TASK DIRECTIONS – Keep the wording of the records intact as you retype them, and omit every image.

——

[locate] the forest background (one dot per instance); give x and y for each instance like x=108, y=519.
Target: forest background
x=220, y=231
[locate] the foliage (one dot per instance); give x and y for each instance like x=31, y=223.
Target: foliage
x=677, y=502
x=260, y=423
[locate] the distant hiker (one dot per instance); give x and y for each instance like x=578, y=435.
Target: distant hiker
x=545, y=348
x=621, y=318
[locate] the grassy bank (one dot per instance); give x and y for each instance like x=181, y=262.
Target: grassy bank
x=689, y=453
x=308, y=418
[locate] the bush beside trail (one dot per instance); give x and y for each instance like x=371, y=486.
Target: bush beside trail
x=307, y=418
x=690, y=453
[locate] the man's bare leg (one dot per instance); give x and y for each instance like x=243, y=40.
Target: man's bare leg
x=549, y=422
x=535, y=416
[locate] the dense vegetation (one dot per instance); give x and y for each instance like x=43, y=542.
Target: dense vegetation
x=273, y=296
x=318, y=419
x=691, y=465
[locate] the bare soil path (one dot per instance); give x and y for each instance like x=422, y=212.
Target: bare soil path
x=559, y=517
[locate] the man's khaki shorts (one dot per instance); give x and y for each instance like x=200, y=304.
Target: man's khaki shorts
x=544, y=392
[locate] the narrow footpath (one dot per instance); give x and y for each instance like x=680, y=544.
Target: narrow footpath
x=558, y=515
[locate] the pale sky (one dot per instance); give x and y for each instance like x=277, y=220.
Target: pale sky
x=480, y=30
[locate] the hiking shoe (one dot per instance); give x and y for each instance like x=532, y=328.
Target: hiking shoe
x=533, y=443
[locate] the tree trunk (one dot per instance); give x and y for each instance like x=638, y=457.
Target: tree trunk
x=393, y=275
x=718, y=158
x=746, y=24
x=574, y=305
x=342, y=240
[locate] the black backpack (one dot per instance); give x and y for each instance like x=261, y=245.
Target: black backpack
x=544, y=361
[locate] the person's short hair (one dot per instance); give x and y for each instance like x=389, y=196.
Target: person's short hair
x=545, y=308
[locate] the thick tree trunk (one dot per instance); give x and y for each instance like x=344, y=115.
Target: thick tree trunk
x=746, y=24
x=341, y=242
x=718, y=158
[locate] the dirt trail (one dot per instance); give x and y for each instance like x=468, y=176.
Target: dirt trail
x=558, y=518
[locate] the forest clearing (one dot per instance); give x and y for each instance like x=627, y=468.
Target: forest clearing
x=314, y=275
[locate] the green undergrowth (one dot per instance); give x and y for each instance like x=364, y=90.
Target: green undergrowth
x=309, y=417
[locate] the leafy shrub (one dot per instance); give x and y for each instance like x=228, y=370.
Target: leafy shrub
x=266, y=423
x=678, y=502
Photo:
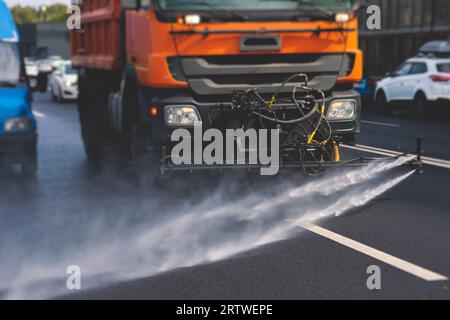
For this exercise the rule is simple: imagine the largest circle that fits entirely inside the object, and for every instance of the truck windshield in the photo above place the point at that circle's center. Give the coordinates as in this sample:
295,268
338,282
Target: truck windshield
9,64
179,5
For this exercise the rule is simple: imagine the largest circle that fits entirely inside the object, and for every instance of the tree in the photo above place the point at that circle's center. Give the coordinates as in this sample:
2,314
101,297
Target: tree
52,13
24,14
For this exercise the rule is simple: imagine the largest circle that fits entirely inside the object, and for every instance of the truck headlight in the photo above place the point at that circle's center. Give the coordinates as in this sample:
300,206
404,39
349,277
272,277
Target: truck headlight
181,115
18,124
342,110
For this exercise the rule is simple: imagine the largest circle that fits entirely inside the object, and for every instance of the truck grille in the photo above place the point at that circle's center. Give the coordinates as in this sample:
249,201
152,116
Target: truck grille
210,75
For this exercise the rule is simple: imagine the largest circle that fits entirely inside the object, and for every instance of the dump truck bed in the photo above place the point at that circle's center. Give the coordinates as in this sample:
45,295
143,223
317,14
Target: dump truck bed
98,44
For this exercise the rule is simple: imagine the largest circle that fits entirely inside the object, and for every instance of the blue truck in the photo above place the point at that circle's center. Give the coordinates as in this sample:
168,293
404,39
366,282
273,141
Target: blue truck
18,135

——

ANSWER BOX –
[locate] the forest background (one dot per instance); give x and y for each instance like x=108, y=519.
Target: forest background
x=220, y=231
[locate] the foliage (one dot per instance); give x and y for each instance like x=31, y=223.
Target: foliage
x=677, y=502
x=260, y=423
[locate] the distant hiker (one dot per instance); give x and y for each instance like x=578, y=435.
Target: distant hiker
x=545, y=348
x=621, y=318
[locate] the grassy bank (one dot per instance); give x and y for each instance like x=181, y=262.
Target: grassy bank
x=689, y=453
x=308, y=418
[locate] the bush beside trail (one dot per instance); give x and y for each instance like x=371, y=486.
Target: bush beside trail
x=307, y=418
x=690, y=453
[locate] the man's bare leg (one dot per instance); give x and y for each instance like x=243, y=40.
Target: man's bare leg
x=549, y=422
x=535, y=416
[locate] the dense vegetation (one dot per instance); give x and y for each instance like x=43, y=542.
Target: dense vegetation
x=273, y=296
x=318, y=419
x=691, y=465
[locate] the bare soil path (one dot per instance); give x and y for each instance like x=422, y=212.
Target: bare soil path
x=559, y=517
[locate] the man's khaki shorts (one dot per instance); give x and y for each instance like x=200, y=304.
Target: man's khaki shorts
x=544, y=392
[locate] the narrow footpath (one dot per instance); give x and y for each instance like x=680, y=544.
Target: narrow footpath
x=558, y=515
[locate] the pale sky (one dot per instance); give x and y for each instance like x=277, y=220.
Target: pale sky
x=480, y=30
[locate] the hiking shoe (one dot per instance); give x and y for each instance like x=532, y=328.
Target: hiking shoe
x=533, y=443
[locate] the tree trunk (one dot per instance); give x and y for each instance like x=638, y=457.
Target: tree trunk
x=393, y=275
x=718, y=158
x=746, y=24
x=574, y=305
x=342, y=240
[locate] the black backpack (one dot per instance); give x and y for each instance like x=261, y=245.
Target: black backpack
x=544, y=361
[locate] the person's short hair (one dot per instance); give x and y for each instance like x=389, y=196.
Target: person's short hair
x=545, y=308
[locate] the thick tree trunk (one dot per instance); give x and y for each instance like x=344, y=115.
Target: thick tree trunk
x=746, y=24
x=341, y=242
x=718, y=158
[locate] the dirt trail (one dot per instance); give x and y for each instance like x=468, y=176.
Target: dirt trail
x=558, y=518
[locate] the forest clearing (one dot per instance); give x and y for each instance like x=627, y=468.
Target: forest clearing
x=314, y=275
[locate] the green undergrowth (one dot per instance); give x and y for each instance like x=364, y=90.
Target: green undergrowth
x=309, y=417
[locate] the leafy shrub (one dot per instance); give x and y for each instance like x=228, y=370.
Target: leafy shrub
x=266, y=423
x=678, y=502
Photo:
For this exercise the rule is simple: imagine the largest circle that fits entirely inside the object, and for every instance of the truck windshield in the photo above place the point at that circle's center. Give the coordinates as in this sample:
295,268
338,282
Target: truck windshield
9,64
179,5
For this exercise the rule is simple: imagine the largest circle that fits entirely inside the object, and for every instance of the tree in the photo above place the point at that circle's center. Give the coordinates as in this sample:
2,314
101,297
Target: tree
52,13
24,14
For this exercise the rule is simple: imagine the largest circle that fits entirely inside the object, and for every instance of the truck headlight in the photo above place the point at that circle's center. Give the coordinates as in this sample:
300,206
404,39
349,277
272,277
Target: truck headlight
181,115
18,124
342,110
For this exercise the rule is simple: imagine the largest circle that fits entirely inside the object, and for every instance of the truck grille in the photo above place the point at that circle's center. Give the coordinates as in this sample:
249,201
152,116
Target: truck grille
210,75
For this exercise the rule is simple: imagine the largest circle that fits entirely inside the object, and for every instance of the dump truck bed in the photo above place the point at that circle's center. Give the coordinates as in this sample:
45,295
143,223
317,14
Target: dump truck bed
98,44
For this exercise the rule is simple: imagine the largest circle that fits entirely inside the object, and for every instance of the blue truck in the photo above place the point at that circle's center. Give the coordinates as in this sample:
168,293
404,39
366,282
273,141
Target: blue truck
18,135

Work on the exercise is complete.